**PROBLEM DETAILS**: Starting at the line that holds "the black leg", copy every line exactly through the end of the data, and no others.

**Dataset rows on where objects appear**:
** Start **

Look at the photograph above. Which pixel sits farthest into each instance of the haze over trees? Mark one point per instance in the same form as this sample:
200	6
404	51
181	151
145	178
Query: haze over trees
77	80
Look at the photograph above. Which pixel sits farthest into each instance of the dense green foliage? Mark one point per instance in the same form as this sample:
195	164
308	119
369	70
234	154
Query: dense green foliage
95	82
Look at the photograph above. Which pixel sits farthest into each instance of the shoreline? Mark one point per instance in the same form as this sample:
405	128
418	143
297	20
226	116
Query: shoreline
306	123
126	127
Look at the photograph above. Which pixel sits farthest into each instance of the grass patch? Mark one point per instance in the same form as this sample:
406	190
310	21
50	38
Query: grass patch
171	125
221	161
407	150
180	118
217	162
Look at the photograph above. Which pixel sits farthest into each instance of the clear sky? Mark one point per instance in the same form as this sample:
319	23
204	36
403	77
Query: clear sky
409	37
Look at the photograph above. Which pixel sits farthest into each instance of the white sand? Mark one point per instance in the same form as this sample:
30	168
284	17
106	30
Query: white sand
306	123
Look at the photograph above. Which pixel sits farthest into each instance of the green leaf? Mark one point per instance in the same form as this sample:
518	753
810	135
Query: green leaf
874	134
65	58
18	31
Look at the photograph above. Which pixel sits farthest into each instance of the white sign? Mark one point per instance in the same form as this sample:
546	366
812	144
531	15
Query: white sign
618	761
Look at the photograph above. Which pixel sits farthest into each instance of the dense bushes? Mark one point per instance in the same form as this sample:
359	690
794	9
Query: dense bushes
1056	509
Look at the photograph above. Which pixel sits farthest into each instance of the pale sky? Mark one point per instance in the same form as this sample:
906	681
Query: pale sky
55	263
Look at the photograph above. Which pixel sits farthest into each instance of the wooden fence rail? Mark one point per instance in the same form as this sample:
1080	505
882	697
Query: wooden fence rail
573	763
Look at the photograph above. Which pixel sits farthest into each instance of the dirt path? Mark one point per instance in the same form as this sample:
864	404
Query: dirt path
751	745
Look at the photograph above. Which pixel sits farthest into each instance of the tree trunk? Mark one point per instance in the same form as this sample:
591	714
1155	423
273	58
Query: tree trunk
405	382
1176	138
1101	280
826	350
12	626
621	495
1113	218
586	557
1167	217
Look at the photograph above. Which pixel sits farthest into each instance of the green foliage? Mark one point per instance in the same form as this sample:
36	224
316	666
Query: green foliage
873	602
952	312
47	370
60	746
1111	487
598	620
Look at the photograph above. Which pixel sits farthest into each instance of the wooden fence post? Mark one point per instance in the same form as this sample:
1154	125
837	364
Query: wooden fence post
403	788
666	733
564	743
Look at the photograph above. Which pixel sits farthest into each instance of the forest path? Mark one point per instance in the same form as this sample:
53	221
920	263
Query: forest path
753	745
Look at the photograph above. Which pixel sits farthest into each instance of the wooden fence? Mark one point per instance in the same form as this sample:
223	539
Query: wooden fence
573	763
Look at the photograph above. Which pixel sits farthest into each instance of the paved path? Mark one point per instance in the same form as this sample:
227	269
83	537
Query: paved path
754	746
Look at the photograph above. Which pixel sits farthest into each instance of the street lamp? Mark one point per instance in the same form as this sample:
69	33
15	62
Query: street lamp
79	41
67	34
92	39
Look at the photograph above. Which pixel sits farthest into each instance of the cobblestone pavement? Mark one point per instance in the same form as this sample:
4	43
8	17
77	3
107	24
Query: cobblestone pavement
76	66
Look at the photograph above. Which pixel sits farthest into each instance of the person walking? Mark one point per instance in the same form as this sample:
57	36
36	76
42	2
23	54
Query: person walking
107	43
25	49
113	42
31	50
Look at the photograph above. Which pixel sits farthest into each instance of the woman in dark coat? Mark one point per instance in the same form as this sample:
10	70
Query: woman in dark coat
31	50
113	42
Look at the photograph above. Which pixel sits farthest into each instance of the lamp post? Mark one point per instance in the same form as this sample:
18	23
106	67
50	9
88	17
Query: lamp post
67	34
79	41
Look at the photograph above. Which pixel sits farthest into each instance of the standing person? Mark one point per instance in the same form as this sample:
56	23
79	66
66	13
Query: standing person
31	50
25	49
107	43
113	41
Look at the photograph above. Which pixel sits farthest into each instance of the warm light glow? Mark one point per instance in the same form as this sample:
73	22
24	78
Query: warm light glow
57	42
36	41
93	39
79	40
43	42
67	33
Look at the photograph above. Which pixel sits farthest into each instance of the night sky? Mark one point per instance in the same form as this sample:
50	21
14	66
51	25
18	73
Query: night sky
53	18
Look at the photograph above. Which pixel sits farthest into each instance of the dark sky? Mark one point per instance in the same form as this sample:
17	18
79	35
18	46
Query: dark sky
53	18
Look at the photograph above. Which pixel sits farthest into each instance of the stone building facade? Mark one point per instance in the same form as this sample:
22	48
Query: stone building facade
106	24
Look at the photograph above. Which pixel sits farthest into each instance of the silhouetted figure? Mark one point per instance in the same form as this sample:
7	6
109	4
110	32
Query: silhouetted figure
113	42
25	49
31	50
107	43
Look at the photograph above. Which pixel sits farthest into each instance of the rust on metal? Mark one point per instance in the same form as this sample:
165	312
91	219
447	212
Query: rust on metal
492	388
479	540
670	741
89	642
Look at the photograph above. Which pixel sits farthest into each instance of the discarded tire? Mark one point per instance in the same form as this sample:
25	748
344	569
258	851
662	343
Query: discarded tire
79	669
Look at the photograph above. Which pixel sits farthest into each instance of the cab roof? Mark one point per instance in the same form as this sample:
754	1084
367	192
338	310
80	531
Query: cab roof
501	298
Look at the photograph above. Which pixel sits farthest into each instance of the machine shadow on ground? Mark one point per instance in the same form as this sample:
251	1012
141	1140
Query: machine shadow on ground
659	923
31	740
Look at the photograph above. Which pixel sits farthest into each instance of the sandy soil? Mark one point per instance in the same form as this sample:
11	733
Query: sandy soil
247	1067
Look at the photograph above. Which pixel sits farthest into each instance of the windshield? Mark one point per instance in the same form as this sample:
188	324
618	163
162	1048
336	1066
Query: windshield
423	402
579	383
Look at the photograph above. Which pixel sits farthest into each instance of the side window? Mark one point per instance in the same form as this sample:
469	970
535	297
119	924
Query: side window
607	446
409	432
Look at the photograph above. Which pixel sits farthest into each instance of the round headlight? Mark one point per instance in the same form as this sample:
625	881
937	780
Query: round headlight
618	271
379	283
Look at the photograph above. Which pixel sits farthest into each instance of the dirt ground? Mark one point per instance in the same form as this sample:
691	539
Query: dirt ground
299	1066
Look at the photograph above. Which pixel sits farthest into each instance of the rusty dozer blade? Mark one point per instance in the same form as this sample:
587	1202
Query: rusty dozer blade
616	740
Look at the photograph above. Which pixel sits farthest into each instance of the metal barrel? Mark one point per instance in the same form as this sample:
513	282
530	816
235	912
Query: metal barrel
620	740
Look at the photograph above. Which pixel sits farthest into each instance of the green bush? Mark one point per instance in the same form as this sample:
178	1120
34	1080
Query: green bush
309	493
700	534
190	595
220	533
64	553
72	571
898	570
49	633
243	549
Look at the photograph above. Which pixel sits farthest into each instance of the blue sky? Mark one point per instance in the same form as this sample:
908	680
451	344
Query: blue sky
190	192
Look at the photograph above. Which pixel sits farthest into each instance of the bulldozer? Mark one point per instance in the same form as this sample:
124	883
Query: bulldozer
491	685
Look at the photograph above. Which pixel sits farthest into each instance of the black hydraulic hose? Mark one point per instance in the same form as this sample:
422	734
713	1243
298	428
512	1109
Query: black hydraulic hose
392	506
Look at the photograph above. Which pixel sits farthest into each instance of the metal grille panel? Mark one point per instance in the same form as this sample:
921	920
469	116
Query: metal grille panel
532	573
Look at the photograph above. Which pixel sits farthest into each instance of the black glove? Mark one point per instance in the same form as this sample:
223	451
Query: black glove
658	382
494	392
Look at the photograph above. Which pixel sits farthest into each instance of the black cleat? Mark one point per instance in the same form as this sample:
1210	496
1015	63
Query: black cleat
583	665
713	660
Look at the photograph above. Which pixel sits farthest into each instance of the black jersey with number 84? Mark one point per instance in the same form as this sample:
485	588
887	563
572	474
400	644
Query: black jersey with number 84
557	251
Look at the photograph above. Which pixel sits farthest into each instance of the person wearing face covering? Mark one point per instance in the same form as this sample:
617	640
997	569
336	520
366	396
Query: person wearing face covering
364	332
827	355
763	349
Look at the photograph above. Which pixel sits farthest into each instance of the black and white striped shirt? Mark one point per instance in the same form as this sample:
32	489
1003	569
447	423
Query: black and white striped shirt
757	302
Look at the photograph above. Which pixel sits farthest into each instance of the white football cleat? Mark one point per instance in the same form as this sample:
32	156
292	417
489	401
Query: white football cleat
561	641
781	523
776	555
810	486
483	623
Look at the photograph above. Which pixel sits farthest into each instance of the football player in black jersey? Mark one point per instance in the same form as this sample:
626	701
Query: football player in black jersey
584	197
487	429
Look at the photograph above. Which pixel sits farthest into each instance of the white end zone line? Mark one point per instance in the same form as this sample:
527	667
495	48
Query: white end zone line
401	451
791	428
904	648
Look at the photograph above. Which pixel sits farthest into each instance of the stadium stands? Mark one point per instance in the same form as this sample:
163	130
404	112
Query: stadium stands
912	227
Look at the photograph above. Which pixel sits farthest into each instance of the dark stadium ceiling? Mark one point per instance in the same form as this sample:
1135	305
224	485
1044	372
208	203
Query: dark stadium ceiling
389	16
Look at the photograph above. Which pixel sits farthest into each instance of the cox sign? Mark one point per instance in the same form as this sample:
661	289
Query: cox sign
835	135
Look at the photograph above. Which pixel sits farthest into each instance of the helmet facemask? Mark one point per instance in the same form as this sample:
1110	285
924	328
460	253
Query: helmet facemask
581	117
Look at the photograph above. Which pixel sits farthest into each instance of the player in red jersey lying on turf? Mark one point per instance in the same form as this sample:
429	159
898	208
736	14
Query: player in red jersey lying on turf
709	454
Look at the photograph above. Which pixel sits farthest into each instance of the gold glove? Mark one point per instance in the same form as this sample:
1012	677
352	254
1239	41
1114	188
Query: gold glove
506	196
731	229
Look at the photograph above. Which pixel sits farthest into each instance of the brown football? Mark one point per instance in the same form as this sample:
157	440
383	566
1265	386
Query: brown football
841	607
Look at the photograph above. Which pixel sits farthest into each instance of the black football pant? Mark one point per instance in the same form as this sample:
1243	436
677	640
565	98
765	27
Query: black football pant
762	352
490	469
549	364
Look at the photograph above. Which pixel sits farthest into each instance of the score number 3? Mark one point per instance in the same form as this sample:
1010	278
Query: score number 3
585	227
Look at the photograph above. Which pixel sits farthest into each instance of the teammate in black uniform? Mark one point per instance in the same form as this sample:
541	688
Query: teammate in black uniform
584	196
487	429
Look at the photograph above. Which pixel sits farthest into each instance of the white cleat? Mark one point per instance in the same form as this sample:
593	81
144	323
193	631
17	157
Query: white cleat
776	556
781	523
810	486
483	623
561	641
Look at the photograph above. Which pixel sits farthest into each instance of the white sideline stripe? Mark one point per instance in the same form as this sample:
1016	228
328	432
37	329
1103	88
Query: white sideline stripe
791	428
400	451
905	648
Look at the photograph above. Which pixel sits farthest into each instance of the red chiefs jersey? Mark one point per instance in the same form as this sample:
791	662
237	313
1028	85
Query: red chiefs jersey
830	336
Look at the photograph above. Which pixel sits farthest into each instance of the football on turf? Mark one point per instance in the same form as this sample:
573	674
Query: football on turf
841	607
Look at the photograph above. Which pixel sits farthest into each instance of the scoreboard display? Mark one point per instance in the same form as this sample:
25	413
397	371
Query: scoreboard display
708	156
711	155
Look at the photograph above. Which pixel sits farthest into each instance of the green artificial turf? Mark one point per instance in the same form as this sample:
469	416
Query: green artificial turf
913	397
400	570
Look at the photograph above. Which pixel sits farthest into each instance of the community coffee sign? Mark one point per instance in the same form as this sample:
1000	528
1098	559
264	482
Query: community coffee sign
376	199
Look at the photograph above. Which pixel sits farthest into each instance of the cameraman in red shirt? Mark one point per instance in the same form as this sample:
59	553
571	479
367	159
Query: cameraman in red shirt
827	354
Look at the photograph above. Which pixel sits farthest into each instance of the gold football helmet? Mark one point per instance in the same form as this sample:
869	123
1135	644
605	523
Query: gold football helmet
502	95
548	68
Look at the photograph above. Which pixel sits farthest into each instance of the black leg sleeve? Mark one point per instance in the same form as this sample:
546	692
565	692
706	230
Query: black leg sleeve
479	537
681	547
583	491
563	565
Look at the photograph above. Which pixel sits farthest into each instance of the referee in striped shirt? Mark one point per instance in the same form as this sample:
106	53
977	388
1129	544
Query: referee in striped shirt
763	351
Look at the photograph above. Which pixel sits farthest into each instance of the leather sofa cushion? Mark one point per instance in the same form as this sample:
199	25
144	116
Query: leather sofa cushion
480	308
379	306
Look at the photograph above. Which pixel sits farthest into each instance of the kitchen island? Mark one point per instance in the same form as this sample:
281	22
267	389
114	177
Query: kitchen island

** End **

**FULL ANSWER**:
Look at the photograph above. Which pixel sits farthest into each instance of the black leg sleeve? Mark one point per instance in the same form as this sample:
546	692
565	692
706	230
Query: black leg sleeve
479	537
681	547
583	491
563	565
Look at the photograph above. Which pixel sits farthest into each instance of the referee in striped shirt? Mark one point per instance in the same form as this sample:
106	53
977	388
1129	544
Query: referee in striped shirt
763	351
Look at the photograph above. Which pixel sits farthest into each instance of the leather sofa cushion? Mark one point per instance in the same form as this sample:
199	25
144	116
Query: leather sofa cushion
480	308
379	306
Look at the photograph above. Which pixel sits farthest into each instance of the kitchen island? Mark one point per instance in the same form as this sample:
281	22
267	389
114	177
Query: kitchen island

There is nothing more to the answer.